Write out the listing below as a numbered list, leaving out any blank lines.

▶ [THE INPUT]
--- begin ---
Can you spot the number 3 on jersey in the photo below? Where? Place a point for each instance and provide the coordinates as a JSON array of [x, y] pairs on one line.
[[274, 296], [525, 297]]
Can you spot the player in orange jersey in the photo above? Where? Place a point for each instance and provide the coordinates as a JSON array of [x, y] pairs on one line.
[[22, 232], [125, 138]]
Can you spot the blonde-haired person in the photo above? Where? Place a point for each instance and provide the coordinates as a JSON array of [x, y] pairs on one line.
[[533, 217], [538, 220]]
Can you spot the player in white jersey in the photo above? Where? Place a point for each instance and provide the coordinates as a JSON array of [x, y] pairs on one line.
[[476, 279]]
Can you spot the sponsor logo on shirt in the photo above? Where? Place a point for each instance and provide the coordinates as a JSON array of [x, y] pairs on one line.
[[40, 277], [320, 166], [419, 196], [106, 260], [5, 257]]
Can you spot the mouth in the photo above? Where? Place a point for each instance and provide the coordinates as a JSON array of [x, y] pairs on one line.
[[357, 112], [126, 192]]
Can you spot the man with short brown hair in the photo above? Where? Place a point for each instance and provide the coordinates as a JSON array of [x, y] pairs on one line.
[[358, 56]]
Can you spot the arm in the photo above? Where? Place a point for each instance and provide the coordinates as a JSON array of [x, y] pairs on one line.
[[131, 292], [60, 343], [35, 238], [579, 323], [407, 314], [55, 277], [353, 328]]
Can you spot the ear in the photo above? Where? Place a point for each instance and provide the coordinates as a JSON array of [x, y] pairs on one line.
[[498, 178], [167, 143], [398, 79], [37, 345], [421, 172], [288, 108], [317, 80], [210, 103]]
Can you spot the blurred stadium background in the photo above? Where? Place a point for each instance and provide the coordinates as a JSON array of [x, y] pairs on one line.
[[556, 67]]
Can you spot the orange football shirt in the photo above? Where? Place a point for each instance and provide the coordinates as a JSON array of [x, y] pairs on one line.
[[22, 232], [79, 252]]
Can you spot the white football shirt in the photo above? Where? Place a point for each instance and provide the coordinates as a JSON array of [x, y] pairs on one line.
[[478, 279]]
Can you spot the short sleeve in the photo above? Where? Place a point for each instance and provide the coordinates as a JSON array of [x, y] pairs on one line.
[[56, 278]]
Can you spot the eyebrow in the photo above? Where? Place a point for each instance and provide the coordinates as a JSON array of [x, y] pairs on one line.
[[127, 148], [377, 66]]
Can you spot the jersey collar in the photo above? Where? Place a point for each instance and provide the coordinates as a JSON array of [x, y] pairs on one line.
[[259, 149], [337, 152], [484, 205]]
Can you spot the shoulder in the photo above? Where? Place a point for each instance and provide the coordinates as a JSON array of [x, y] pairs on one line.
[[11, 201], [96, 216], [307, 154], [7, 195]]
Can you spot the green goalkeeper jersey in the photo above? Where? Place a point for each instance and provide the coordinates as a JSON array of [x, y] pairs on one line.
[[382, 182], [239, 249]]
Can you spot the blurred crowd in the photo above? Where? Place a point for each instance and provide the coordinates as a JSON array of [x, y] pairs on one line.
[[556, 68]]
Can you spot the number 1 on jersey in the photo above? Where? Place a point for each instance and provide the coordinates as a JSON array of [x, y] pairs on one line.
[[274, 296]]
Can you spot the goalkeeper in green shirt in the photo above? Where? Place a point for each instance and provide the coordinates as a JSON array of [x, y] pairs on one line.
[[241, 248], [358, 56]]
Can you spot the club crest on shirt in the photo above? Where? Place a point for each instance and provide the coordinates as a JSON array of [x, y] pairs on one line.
--- end ---
▶ [CORRECT RESULT]
1. Can you spot the number 3 on jersey in the photo below? Where? Place a point for each instance and provide the coordinates as a JSON array of [x, y] pairs on one line.
2. [[274, 296], [525, 297]]
3. Can you spot the player in orange jersey in the photo above? Where? Place a point for each instance and provide the coordinates as a JSON array of [x, y] pairs on one line.
4. [[22, 232], [125, 138]]
5. Can you spot the blonde-haired person in the photo above? Where? Place a point for each instance and provide the coordinates as a JSON array of [x, y] pairs on one line.
6. [[533, 217], [538, 220]]
7. Can you spot the player in white jersey in the photo above? Where? Place a point for each instance and provide the coordinates as a JSON array of [x, y] pairs on one line.
8. [[476, 279]]
9. Can you spot the sponsor logo on shirt in the photo above? Where? Place a point for each instance and provide the coordinates as a JSON array of [x, y] pairs on one line.
10. [[40, 277], [320, 166], [419, 196], [106, 260], [5, 257]]
11. Can you spot the mouth in the photo above? Where? Place a point for each instance and provide the coordinates as a JSON array of [x, y] pairs on one line.
12. [[357, 112], [126, 192]]
13. Can you spot the man with short brown hair in the photo above? Where? Place a point for each instance and provide the coordinates as a JSON array of [x, y] pairs on one line.
14. [[358, 56]]
15. Can you spot the arm in the photo above? Where? Place a point for each instance and provide the coordinates as a JSON array of [x, y] pairs on one line.
16. [[131, 292], [60, 343], [35, 238], [579, 323], [407, 314], [55, 277], [353, 328]]
17. Can you spot the ear in the photo above? Where? Place a point for each instance and provide the coordinates as a JSON array of [x, y] pairs on one line.
18. [[498, 178], [167, 143], [398, 79], [37, 345], [421, 172], [288, 108], [317, 80], [210, 103]]
19. Can you spot the blurred stadium background in the photo above? Where? Place a point for each instance and provide the coordinates as a JSON array of [x, y] pairs on one line.
20. [[556, 67]]
21. Can you spot the orange football shirt in the photo above? Where? Place a point for each instance and provide the coordinates as a JSON array of [x, y] pairs on one line.
22. [[22, 232], [79, 252]]
23. Can you spot the white football shirt in the photo above? Where? Place a point for each instance and provide the coordinates as a JSON array of [x, y] pairs on one line.
24. [[478, 279]]
25. Can you spot the short sleeve in the photo above? Where? Place a point for each instance and provide the coordinates as a JSON array of [x, y] pairs on one line.
26. [[56, 278]]
27. Can you spot the eyebrow in the photo above? Where? Place a point for each instance and provide the coordinates as a JSON array of [x, y] pairs on one line.
28. [[127, 148], [377, 66]]
29. Can you spot the jersey collar in the photo above? Where? Place a point for each instance and provide the coordinates as a JSON array of [x, y] pairs on one line.
30. [[259, 149], [337, 152], [484, 205]]
31. Can you spot the shoulder in the photo above? Where? Place a point for each instance and provide the coordinates as a JSON array of [x, y] pairs on one line.
32. [[11, 201], [96, 216], [307, 154], [7, 195]]
33. Can you spot the green goalkeeper jersey in the photo above? Where? Place a point for each instance and provide the coordinates as a JSON array of [x, y] pairs on one line.
34. [[382, 182], [239, 249]]
35. Can you spot the blurred crowd in the photo above? Where? Place a point for each instance and provide the coordinates as a JSON array of [x, y] pairs on one line.
36. [[556, 68]]
37. Can you spot the number 1 on jersey in the photo above? Where? Place a point for each instance and provide the coordinates as a JSON array of [x, y] pairs on one line.
38. [[274, 296]]
39. Can you spot the goalkeeper in green shirt in the photo above? Where? Place a point for each instance and provide the coordinates as a JSON array of [x, y] pairs on one line.
40. [[241, 248], [358, 56]]
41. Can you spot the club crest on shirt in the photo above? Where? Place a point for each instance and provide the coordinates as a JSON array of [x, y] pairs on one line.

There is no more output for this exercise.